Dataset content>
◆ ◆ ◆ ◆
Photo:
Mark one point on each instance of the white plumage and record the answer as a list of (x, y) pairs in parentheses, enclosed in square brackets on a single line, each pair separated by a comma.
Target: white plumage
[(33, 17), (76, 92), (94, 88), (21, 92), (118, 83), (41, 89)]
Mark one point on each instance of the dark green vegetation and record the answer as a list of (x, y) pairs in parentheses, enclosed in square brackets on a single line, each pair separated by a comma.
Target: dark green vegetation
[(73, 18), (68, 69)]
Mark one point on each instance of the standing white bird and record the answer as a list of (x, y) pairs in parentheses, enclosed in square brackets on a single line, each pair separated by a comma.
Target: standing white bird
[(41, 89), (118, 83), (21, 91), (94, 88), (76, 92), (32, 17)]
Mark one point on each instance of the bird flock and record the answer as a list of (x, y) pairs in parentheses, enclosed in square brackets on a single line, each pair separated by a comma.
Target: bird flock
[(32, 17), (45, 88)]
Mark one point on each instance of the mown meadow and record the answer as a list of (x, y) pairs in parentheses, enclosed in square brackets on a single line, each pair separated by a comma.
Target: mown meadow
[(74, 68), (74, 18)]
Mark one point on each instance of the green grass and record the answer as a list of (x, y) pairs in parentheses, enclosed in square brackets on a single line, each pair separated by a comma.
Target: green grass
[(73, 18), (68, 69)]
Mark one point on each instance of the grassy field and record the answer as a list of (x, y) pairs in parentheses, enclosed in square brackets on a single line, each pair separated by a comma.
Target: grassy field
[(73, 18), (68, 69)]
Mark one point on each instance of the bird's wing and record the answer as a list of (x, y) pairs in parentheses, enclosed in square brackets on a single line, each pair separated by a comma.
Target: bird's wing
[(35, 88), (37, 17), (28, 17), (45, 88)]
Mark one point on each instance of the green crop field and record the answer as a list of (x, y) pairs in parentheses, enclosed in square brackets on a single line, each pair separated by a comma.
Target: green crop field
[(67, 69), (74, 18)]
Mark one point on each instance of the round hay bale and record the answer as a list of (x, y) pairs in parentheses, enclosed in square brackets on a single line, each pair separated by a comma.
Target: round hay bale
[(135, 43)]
◆ ◆ ◆ ◆
Task to complete> Give back all the data exactly as written.

Task output>
Photo:
Mark one point on each instance of the white plumage and record the answer as a list of (x, y) pairs in parentheses, enclosed in square brackets on a single line, each pair separated by a comma.
Target: white plumage
[(33, 17), (76, 92), (94, 88), (21, 92), (118, 83), (41, 89)]
Mark one point on each instance of the dark green vegetation and record the answer as a list of (x, y) pairs in parentheses, enclosed in square brackets on a single line, each pair separated by a comma.
Target: dark green vegetation
[(73, 18), (68, 69)]
Mark one point on each instance of the standing white bird and record the answer as a list of (x, y) pairs in parentheses, enclosed in square brackets on a single line, each pair separated by a comma.
Target: standing white bird
[(41, 89), (118, 83), (21, 91), (94, 88), (76, 92), (32, 17)]
Mark one point on each instance of the bird flock and record the answer as a list of (x, y) pairs in parentheses, enclosed in square brackets on a single line, each pair separated by a comma.
Target: bird flock
[(32, 17), (45, 88)]
Mark one point on each instance of the mown meadow and record the answer as a list of (x, y) pairs in parentheses, enclosed in square brackets on a single line, each pair separated by a comma.
Target: mown meadow
[(74, 68), (74, 18)]
Mark one point on each instance of the green grass and record the answer as a list of (x, y) pairs in parentheses, enclosed in square brackets on a single line, each pair separated by a comma.
Target: green grass
[(73, 18), (68, 69)]
Mark one point on each instance of the grassy field and record the answer as a list of (x, y) pairs in parentheses, enclosed in square brackets on a single line, each pair separated by a comma.
Target: grassy field
[(73, 18), (68, 69)]
Mark one point on each instance of the bird's wing and record the answer as a list of (x, y) pairs in parentheses, enclosed in square brackets on a single line, each pair separated by a comma.
Target: bird's wing
[(35, 88), (37, 17), (28, 17), (45, 88)]
Mark one point on each instance of the green crop field and record the answer as a list of (x, y) pairs in parentheses, enclosed in square brackets on a single line, each pair separated by a comma.
Target: green crop field
[(67, 69), (74, 18)]
Mark one point on each instance of the round hay bale and record the answer as a list of (x, y) pairs in parentheses, enclosed in square brackets on a single line, each pair separated by a comma.
Target: round hay bale
[(135, 43)]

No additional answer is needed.